* [WHAT YOU HAVE TO DO] Return, word for word, the part of the listing below that opens with the line containing "Task: the component shall indicate the metal whisk" and closes with the line containing "Target: dried cranberry". Include both of those lines.

* [WORKING DATA]
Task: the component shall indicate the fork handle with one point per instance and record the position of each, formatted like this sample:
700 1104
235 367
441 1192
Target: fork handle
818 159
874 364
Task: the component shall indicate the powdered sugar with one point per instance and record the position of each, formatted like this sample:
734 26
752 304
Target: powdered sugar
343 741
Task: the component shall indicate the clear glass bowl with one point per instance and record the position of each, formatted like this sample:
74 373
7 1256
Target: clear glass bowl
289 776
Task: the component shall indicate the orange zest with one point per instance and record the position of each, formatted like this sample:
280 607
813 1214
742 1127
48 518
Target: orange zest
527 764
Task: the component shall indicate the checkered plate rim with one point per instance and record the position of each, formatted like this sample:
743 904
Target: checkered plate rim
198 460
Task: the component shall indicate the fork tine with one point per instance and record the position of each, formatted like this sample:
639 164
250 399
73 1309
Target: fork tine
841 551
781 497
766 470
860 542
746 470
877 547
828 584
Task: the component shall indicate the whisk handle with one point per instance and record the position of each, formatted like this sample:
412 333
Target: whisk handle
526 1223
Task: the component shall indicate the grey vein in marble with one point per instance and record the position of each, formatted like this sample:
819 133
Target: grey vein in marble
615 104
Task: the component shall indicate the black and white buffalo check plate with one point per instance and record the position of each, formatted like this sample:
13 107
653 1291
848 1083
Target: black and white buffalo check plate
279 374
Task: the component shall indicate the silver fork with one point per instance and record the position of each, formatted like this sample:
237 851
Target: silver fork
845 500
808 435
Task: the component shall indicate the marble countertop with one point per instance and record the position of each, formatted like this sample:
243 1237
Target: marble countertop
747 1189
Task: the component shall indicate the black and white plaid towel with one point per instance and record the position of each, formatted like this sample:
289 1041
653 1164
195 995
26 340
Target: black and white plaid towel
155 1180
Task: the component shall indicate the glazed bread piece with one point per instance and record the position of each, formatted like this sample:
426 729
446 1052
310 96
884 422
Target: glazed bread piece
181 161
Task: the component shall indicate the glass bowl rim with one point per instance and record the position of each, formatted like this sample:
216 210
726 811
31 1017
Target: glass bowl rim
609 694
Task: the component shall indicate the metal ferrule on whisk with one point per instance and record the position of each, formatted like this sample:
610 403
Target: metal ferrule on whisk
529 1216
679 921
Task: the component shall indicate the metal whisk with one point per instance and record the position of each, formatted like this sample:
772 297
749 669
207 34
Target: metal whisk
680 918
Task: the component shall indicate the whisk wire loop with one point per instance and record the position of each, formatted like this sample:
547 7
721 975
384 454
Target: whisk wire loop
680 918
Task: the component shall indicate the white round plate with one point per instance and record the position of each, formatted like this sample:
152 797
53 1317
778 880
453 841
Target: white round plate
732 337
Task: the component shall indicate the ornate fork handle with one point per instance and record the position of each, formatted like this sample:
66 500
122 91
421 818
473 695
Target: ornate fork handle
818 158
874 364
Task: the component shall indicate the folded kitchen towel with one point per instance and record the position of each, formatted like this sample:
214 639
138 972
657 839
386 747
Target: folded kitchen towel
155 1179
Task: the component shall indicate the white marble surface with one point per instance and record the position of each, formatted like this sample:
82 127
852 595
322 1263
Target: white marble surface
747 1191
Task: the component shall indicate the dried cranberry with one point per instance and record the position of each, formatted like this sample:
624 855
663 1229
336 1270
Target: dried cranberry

---

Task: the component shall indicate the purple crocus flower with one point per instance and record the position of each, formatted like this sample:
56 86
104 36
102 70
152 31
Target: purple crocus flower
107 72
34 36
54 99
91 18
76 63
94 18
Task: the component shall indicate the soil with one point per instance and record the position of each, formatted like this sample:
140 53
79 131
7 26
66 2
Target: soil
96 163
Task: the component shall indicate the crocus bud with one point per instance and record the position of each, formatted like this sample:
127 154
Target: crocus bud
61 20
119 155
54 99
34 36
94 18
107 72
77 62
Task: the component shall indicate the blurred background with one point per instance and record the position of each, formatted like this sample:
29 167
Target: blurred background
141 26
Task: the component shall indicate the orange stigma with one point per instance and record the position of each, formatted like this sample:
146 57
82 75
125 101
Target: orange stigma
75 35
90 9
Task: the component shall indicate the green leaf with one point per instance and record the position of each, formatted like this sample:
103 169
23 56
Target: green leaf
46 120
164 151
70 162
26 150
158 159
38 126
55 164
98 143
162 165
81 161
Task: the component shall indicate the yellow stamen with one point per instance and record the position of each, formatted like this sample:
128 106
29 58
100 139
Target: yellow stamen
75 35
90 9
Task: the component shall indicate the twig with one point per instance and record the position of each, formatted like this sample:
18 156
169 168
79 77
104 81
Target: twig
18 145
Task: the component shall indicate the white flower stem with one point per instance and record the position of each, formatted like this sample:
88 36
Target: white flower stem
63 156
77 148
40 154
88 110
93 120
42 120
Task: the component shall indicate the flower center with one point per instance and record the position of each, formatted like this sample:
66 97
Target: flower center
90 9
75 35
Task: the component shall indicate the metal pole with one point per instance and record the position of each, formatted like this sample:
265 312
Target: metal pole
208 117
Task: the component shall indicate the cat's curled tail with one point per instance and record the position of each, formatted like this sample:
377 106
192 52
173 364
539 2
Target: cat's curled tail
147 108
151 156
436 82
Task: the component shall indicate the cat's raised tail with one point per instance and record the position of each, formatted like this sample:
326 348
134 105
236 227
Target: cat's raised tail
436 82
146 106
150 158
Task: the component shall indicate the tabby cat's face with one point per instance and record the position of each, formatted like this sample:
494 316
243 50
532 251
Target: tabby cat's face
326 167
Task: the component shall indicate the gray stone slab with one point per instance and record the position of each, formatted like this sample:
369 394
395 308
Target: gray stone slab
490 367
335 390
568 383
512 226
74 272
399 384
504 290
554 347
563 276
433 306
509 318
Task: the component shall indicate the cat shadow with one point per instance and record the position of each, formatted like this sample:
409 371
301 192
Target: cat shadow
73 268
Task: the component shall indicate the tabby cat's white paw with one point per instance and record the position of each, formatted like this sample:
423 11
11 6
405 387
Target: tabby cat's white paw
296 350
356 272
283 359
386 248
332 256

...

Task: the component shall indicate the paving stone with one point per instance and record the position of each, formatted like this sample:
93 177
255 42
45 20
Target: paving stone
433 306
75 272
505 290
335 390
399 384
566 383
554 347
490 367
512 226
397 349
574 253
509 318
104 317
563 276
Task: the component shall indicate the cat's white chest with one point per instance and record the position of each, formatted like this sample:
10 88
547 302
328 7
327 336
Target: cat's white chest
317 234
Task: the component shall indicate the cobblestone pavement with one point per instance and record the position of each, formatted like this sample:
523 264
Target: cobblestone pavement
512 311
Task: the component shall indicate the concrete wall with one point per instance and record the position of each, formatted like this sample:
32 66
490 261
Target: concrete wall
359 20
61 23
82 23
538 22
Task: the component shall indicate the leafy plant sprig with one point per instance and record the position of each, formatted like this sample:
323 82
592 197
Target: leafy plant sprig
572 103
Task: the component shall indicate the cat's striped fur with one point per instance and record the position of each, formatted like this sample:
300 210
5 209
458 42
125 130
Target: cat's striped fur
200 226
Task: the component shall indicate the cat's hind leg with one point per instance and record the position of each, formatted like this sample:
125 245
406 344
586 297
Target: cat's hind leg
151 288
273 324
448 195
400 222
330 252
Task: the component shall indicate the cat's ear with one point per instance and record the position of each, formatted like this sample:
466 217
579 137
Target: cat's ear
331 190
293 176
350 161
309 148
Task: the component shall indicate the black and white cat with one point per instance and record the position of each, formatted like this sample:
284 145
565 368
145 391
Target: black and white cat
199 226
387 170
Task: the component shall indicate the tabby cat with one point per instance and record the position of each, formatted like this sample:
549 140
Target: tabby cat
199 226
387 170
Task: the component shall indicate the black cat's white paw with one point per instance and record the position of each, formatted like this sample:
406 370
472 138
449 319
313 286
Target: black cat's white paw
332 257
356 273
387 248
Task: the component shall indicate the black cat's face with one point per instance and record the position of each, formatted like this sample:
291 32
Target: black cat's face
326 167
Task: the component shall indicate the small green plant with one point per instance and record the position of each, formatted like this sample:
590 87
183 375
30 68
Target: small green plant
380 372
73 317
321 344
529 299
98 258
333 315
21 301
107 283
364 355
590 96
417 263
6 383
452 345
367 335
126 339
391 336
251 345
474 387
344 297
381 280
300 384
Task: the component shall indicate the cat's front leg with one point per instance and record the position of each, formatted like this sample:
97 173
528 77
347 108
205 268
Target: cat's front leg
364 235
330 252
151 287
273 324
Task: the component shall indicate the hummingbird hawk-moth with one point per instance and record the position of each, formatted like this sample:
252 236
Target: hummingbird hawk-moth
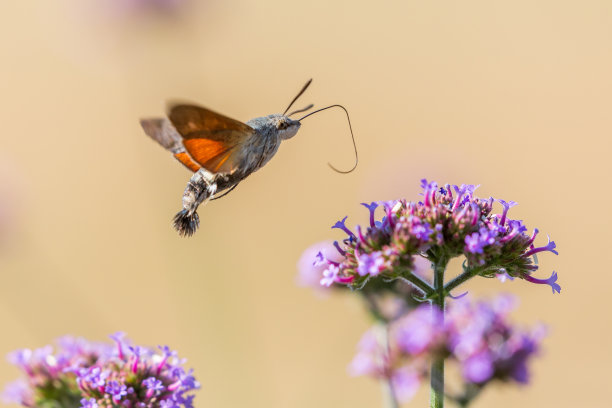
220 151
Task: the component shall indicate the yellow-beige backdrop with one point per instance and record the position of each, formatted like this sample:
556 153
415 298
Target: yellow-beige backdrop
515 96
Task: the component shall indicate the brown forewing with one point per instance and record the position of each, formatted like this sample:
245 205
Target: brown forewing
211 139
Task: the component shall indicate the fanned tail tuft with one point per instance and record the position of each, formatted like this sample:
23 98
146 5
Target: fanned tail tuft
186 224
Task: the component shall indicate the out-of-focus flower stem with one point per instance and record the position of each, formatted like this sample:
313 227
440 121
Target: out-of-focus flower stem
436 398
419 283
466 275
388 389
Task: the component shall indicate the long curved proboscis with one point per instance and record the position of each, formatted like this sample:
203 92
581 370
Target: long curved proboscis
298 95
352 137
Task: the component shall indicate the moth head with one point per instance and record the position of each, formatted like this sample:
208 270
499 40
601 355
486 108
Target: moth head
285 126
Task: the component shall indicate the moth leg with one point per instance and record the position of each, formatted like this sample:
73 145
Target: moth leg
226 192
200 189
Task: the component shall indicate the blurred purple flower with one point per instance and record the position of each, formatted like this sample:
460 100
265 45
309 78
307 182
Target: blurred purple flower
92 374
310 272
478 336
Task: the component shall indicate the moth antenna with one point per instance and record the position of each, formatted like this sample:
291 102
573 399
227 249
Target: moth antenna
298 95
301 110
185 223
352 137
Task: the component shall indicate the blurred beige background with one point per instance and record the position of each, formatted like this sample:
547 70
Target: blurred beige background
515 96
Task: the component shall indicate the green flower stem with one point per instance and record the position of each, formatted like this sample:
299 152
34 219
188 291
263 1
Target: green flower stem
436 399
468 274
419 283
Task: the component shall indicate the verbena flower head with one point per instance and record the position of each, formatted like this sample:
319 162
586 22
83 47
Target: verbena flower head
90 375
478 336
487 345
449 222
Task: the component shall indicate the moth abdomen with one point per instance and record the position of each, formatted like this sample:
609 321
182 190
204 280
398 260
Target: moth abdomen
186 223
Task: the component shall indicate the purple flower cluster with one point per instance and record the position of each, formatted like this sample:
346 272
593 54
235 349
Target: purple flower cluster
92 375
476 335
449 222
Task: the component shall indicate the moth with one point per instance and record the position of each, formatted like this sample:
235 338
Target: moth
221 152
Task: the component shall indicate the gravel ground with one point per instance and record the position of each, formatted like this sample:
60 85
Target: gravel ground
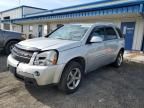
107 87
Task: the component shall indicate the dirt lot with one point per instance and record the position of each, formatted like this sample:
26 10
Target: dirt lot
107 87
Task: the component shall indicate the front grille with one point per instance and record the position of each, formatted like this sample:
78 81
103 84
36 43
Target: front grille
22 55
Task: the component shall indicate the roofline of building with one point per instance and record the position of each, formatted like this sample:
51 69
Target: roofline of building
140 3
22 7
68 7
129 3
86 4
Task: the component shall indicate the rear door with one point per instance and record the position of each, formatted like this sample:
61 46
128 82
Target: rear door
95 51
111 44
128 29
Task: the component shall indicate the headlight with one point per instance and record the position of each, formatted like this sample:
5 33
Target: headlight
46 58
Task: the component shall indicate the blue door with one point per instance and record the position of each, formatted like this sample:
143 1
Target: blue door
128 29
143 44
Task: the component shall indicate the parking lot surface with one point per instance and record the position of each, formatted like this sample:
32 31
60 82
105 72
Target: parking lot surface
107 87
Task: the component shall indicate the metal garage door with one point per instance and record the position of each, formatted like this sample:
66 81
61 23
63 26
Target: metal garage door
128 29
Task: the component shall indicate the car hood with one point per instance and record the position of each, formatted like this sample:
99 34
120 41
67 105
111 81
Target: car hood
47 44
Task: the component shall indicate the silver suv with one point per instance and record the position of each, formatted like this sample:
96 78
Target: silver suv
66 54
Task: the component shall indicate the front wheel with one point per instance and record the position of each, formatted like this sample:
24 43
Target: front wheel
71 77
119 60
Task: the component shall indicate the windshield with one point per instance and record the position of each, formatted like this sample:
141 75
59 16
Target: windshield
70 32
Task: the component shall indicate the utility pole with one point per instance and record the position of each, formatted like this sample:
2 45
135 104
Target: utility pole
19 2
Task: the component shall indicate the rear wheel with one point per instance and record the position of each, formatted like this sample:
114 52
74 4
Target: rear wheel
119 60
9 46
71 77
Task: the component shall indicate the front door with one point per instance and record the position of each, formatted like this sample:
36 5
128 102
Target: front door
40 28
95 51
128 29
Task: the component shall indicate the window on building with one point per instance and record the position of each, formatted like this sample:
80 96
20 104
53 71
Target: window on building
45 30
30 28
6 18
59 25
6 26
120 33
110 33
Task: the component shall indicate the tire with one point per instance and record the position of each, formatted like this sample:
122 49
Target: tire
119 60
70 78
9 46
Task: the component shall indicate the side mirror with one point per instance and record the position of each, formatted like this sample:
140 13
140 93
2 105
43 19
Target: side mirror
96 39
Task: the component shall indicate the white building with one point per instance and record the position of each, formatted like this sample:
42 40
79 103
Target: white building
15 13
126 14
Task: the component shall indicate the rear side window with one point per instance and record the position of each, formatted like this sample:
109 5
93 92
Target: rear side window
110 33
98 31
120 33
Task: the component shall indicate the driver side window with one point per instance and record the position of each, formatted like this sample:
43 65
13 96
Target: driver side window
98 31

* [IN RESPONSE]
Task: the component shall indicate the metal whisk with one point per instance and record the position of each, formatted like this sample:
772 297
749 669
207 34
Target: metal whisk
680 918
Task: the component shall indicate the whisk wire loop with one point per instance and record the position of each, formatted like this sample:
547 7
721 975
384 454
Target: whisk wire loop
680 918
Task: the component shall indicate the white round plate with one point per instance and record the position of each, formatted like this sample:
152 797
53 1317
778 880
453 841
Target: white round plate
732 337
Task: the component shall indicate the ornate fork handle with one point per instance and record the position of each, formatted like this sample:
66 500
122 91
421 818
473 695
Target: ornate fork handle
818 158
874 364
Task: the component shall indicate the folded kitchen towel with one point per instance and record the position of each, formatted like this sample:
214 639
138 972
657 839
386 747
Target: folded kitchen towel
155 1179
Task: the component shall indicate the white marble surface with one point per instance and record the position of each, formatted like this sample:
82 127
852 595
322 1263
Target: white marble surface
747 1191
Task: the component shall indicate the dried cranberry with one point per instance and record the position of each, formatted like this sample:
624 855
663 1229
336 1270
Target: dried cranberry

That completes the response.